— start of Page —

A ‘Kelvite’ sounding machine of the period.
Wireless telegraphy
For surfaced wireless transmissions, Johns proposed WT masts suitable for a reliable day range of 1,000 miles. The masts themselves were ordered on 6 April 1922, and would be of the retractable (telescopic) type to reduce underwater resistance. Both were of three-throw design, the forward mast extending from a well set in the front of the conning tower to a height of 35ft 9in and being capped with a T-piece aerial spreader; the rear mast with a similar spreader retracted into the rear hull and was of necessity longer, extending to 43ft 3in. When the masts were extended, the 150ft long three-wire aerial was carried at a height of 68ft above the surface, and ended in a special WT cabinet measuring 13ft by 6ft. As installed, it was intended that the WT set should transmit with a 100 per cent success rate at a range of 500 miles, and that at 1,000 miles, 80 per cent of messages transmitted should be successful. Given the power of shore-based radio communications equipment, reception could normally be assured even at maximum range.
Underwater position indication equipment
On 3 April 1926 the Signal Department memoed that a grenade signal ejector was to be fitted. This device permitted a submerged submarine to indicate its position – for example during exercises – by firing a ‘water shot’ which would be visible on the surface.
Visual signalling
The after periscope standard at the rear of the conning tower carried a signal mast with a halliard on which signal flags could be hoisted. Behind this was fixed a watertight all-round flashing lamp. The sketch top right shows a potential use of this for flashing Morse Code signals, for daylight concentration manoeuvres. At ‘the sharp end’, the crew would fasten the jackstaff to fly the Union Flag. This fitting carried a light for use when at anchor, and was topped by the traditional brass dolphin, the famous symbol of the Submarine Service.
The after periscope standard on X.1, and the proposed modification on S/M X.2.
The jackstaff fitting.
A view of X.1 probably off Portsmouth in September or October 1925 for torpedo trials, showing the WT masts extended.
Mock-up of X.1’s upper control room, looking aft.
A drawing by David Hill of the same area as finally constructed, showing the 30ft periscope, and the chart table to the right. The ladder in the foreground connected with the conning tower and the DCT.

— end of Page —
— start of Information shown —

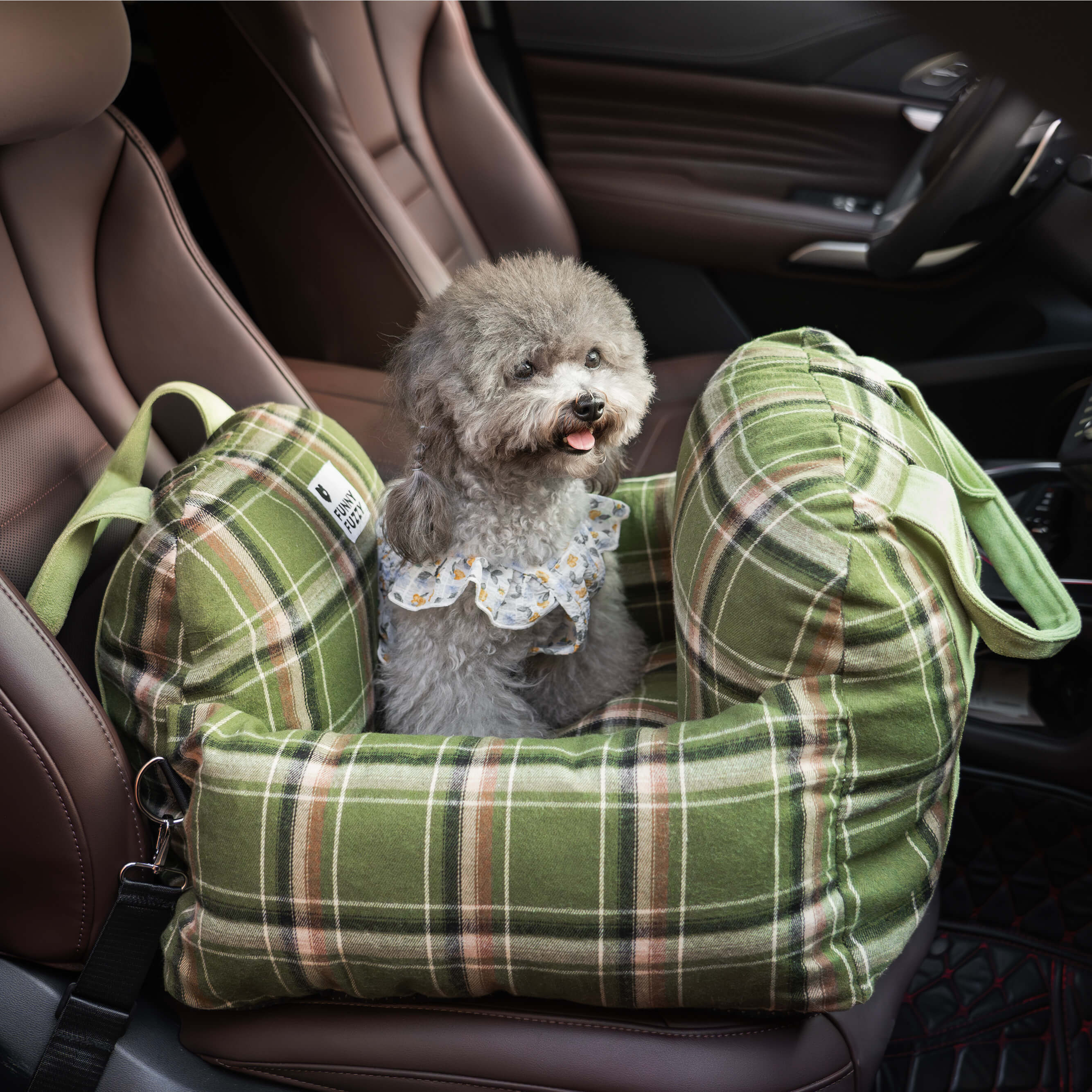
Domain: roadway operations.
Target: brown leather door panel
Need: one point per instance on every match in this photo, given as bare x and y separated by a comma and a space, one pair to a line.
699, 167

— end of Information shown —

What to do
Carry on the passage about the submarine X.1's signalling and wireless equipment, starting after its last sentence.

Reply to the exercise
A drawing by David Hill, showing the main control room looking aft. In the centre, the raised platform is used when viewing through the forward 36ft periscope. The steam-driven ‘K’ class submarines also shared this feature. The circular hatchway in the foreground leads down into the CO2 machinery space below the control room, a space also occupied by the wireless office and the silent compartment for the hydrophone operator. On the left are valves controlling the main ballast tank vents and further aft on the same side the gyro compass relay panels and an electrical switchboard. The ladder amidships connects with the upper control room and behind the ladder are the gyro compass and a chart table. To the right are coolers for the air-conditioning system, behind which are the hydroplane control wheels, and in the aft corner one of the centrifugal ballast pumps.
Control Facilities
Unlike even the largest U-boats of the Great War, where the commanding officer stood alone in a ‘kiosk’ during attacks, RN submarine commanders directed operations from the control room under the conning tower, surrounded by the officers and ratings of the control team. Given the size and complexity of X.1, her control spaces were larger than normal, but still appeared extremely crowded. No internal photographs of X.1 have survived (if any were ever taken), but we can gain an impression of the upper control room from the photographs of the wooden mock-up prepared at Chatham Dockyard. This was used to work out the positions of all the various controls, gauges and communication devices, whilst still leaving sufficient space for the operators to carry out their functions.
A David Hill drawing showing the pump room, looking aft. The wooden ladder led down from the foredeck. Whilst at sea this ladder would have been swung upwards and fixed to the deckhead to give more room in the narrow passageway. The watertight door leading aft into the wardroom can be seen at the end of the passageway. To the left in this view is a wooden fuse box and to the right the controls for the forward low-pressure blower.
As befitted an experimental vessel, X.1’s Kingston valves – which controlled her ballast tanks for diving and surfacing – had 20in diameter handwheels made of a ‘new aluminium alloy’, being 2 per cent nickel/3½ per cent copper/1 per cent magnesium/93½ per cent aluminium.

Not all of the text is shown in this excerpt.